• [Extracted text]:
==*==

Circadian Rhythm and the Skin: A Review of the Literature

| September 1, 2019

by Alexis B. Lyons, MD; Lauren Moy, MD; Ronald Moy, MD; and Rebecca Tung, MD

Dr. Lyons is with the Department of Dermatology at Henry Ford Hospital in Detroit, Michigan. Drs. L. Moy and Tung are with the Department of Dermatology at Loyola University Medical Center in Chicago, Illinois. Dr. R. Moy is with Moy, Fincher, Chipps Facial Plastics and Dermatology in Beverly Hills, California. 

FUNDING: No funding was provided for this study.

DISCLOSURES: The authors have no conflicts of interest relevant to the content of this article.

ABSTRACT: Disruption of the circadian rhythm has been implicated in a wide variety of dermatologic conditions. Research has shown that previous ultraviolet light exposure can continue to damage the deoxyribonucleic acid (DNA) of the skin, even in the dark, and has demonstrated that repair of these skin cells peaks at night. In this article, the authors reviewed the current literature on circadian rhythm effects on the skin and describe and discuss its basic principles. Better understanding of the role circadian rhythm plays in overall skin health will assist physicians in providing optimal treatment to patients, including appropriate recommendations regarding the use of topical medications and skin care at their most effective times during a 24-hour cycle. Dermatologists should also be aware that adequate sleep is necessary for optimal DNA repair activity in the skin.

==*==

• [Work to complete]:
a - Using the abstract of the circadian rhythm review, explain why physicians need a better understanding of circadian rhythm's role in skin health.
b - In the circadian rhythm review, copy everything from "Dr. Lyons is" down to "Beverly Hills, California.", substituting "Dermatology Department" for each occurrence of "Department of Dermatology".
c - Continue the circadian rhythm review from where it stops.

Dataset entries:

==*==

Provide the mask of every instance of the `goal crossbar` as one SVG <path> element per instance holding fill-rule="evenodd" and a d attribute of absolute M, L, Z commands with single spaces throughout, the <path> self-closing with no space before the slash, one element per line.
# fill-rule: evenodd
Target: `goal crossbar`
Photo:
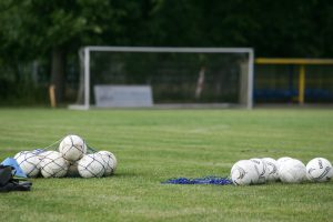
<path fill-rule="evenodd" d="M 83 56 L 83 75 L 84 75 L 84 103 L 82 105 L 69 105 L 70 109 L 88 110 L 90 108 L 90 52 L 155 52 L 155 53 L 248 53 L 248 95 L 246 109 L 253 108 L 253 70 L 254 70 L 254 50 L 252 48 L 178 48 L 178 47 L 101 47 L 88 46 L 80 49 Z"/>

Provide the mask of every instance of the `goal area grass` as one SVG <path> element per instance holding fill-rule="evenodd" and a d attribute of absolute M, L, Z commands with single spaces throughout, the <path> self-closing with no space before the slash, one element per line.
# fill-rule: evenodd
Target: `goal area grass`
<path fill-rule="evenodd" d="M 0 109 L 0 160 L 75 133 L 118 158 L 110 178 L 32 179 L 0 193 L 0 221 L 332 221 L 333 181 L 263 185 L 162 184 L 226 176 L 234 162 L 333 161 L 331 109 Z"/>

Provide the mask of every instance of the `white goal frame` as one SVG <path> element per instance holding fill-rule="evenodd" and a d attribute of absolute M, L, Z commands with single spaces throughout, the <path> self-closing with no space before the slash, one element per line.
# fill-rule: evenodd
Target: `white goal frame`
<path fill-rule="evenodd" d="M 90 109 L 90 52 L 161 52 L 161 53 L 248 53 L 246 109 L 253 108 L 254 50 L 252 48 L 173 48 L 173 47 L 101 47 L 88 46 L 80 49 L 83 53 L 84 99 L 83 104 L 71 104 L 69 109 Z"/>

==*==

• [Answers below]:
a - The abstract says this understanding will help physicians give patients optimal treatment. That treatment includes advice on using topical medications and skin care at their most effective times in a 24-hour cycle.

b -
Dr. Lyons is with the Dermatology Department at Henry Ford Hospital in Detroit, Michigan. Drs. L. Moy and Tung are with the Dermatology Department at Loyola University Medical Center in Chicago, Illinois. Dr. R. Moy is with Moy, Fincher, Chipps Facial Plastics and Dermatology in Beverly Hills, California.

c -
KEYWORDS: Circadian rhythm, DNA repair, melatonin

 J Clin Aesthet Dermatol. 2019;12(9):42–45


The term circadian rhythm refers to the body’s endogenous 24-hour physiologic, metabolic, and behavioral rhythms.1 The circadian rhythm is controlled by the central regulator, or master clock, which is located in the suprachiasmatic nucleus (SCN) of the anterior hypothalamus and is greatly influenced by light and the environment.1,2 The clock mechanisms function by transcription and translation feedback loops of circadian clock genes and their proteins.3 Peripheral organs, such as the skin, also contribute to the circadian rhythm and possess endogenous rhythmicity.2 

The pineal gland secretes melatonin, which is considered to be a major regulator of circadian homeostasis.4 Melatonin levels fluctuate with the circadian rhythm and are typically high at night and low during the day.5 Exposure to light leads to an acute drop in melatonin levels and a decrease in melatonin production secondary to feedback inhibition.6 Melatonin has been associated with hair growth, suppression of ultraviolet (UV) damage in skin cells, wound healing, and antitumor effects.4,5,7 Oral melatonin supplements are commonly used to promote sleep, and studies have shown melatonin can advance the onset of nocturnal melatonin secretion.8,9 Because it has antioxidant effects, topical melatonin has been used in wound healing, sun protection, and antiaging products with varying results.10–14

Circadian rhythm disruption has been studied in detail and is thought to contribute to the risk of cancer and other diseases, as well as have various effects on the skin, ranging from transepidermal water loss to keratinocyte proliferation.15 Studies have also shown that repair of DNA-damaged skin cells, as a result of UV exposure, peaks at night.16 Additionally, previous exposure to UV light can continue to damage skin DNA, even in the dark.17 

By understanding the basic principles of the circadian rhythm, including skin changes throughout the day, physicians might better target therapy for their patients by recommending use of topical medications and skin care products at optimal times of the day, (e.g., sunscreen during the day, DNA repair enzyme cream at night). Dermatologists should also be aware that adequate sleep is necessary for optimal DNA repair activity in the skin. In this article, we review the current literature regarding circadian rhythm and its effects on overall skin health as well as implications that time of day can impact the effectiveness of topical medications and skin care products.

Circadian Rhythm and the Skin

In addition to the SCN, the circadian system is also composed of peripheral circadian oscillators in many other cells, including the skin.18 The skin contains circadian clock genes, which play a role in the regulation of the circadian rhythm.18 Transepidermal water loss, keratinocyte proliferation, skin blood flow, and skin temperature have all been shown to have circadian variations.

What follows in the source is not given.